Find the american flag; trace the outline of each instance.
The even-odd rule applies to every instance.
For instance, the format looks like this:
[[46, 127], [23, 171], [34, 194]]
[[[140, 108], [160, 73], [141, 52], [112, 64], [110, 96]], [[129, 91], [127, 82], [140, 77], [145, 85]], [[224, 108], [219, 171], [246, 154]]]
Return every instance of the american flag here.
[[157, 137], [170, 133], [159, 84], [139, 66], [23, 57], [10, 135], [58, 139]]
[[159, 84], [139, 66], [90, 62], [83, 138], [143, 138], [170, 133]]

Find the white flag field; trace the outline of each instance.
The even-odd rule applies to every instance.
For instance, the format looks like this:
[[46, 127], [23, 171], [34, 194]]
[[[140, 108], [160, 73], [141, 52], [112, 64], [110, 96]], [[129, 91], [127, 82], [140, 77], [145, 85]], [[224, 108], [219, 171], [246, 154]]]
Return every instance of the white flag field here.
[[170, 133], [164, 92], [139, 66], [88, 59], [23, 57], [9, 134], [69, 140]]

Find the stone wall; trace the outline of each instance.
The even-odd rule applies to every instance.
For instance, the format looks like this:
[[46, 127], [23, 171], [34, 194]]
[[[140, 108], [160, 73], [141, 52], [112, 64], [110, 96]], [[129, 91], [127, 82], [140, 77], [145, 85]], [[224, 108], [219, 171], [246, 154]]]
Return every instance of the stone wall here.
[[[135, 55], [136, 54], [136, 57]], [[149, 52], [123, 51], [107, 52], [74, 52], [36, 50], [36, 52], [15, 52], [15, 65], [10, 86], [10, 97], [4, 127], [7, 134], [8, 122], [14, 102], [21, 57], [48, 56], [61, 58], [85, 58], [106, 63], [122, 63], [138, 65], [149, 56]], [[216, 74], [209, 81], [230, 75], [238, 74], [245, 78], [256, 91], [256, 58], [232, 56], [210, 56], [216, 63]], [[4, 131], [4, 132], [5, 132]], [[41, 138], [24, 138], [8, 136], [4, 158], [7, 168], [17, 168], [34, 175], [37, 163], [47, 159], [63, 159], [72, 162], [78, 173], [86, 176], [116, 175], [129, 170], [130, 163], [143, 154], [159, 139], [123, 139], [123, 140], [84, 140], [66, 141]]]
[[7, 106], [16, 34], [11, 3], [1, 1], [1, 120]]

══════════════════════════════

§ **Task to complete**
Convert the material above into a JSON array of strings, with each nonblank line as its own string and blank lines dropped.

§ **Exercise response**
[
  "Find the american flag; trace the outline of each instance.",
  "The even-odd rule applies to every instance.",
  "For instance, the format looks like this:",
  "[[46, 127], [23, 171], [34, 194]]",
  "[[[140, 108], [160, 73], [141, 52], [112, 64], [110, 96]], [[129, 91], [127, 82], [140, 77], [145, 85]], [[224, 108], [219, 171], [246, 154]]]",
  "Return every instance of the american flag here.",
  "[[157, 137], [170, 133], [159, 84], [139, 66], [23, 57], [10, 135], [58, 139]]",
  "[[159, 84], [139, 66], [90, 62], [83, 138], [143, 138], [170, 133]]",
  "Find the white flag field; trace the outline of each instance.",
  "The even-odd rule applies to every instance.",
  "For instance, the format looks like this:",
  "[[46, 127], [23, 171], [34, 194]]",
  "[[[140, 108], [160, 73], [141, 52], [112, 64], [110, 96]], [[129, 91], [127, 82], [140, 77], [145, 85]], [[224, 108], [219, 171], [246, 154]]]",
  "Return every instance of the white flag field here.",
  "[[170, 133], [164, 92], [139, 66], [88, 59], [23, 57], [9, 134], [69, 140]]",
  "Find the stone wall; trace the outline of each instance.",
  "The even-odd rule applies to every instance.",
  "For instance, the format looks like this:",
  "[[46, 127], [23, 171], [34, 194]]",
  "[[[140, 108], [160, 73], [141, 52], [112, 64], [110, 96]], [[129, 91], [127, 82], [140, 77], [145, 85]], [[224, 108], [219, 171], [246, 154]]]",
  "Return every instance of the stone wall here.",
  "[[[135, 55], [136, 54], [136, 57]], [[149, 52], [123, 51], [107, 52], [74, 52], [36, 50], [36, 52], [15, 52], [15, 65], [10, 86], [10, 97], [4, 127], [7, 134], [8, 122], [14, 102], [21, 57], [48, 56], [61, 58], [85, 58], [106, 63], [122, 63], [138, 65], [149, 56]], [[216, 74], [209, 81], [230, 75], [238, 74], [245, 78], [256, 91], [256, 58], [232, 56], [210, 56], [216, 63]], [[4, 131], [4, 132], [5, 132]], [[41, 138], [24, 138], [8, 136], [4, 158], [7, 168], [17, 168], [34, 175], [37, 163], [47, 159], [63, 159], [72, 162], [78, 173], [86, 176], [116, 175], [129, 170], [130, 163], [143, 154], [159, 139], [123, 139], [123, 140], [84, 140], [66, 141]]]",
  "[[7, 106], [16, 34], [11, 3], [1, 1], [1, 120]]"
]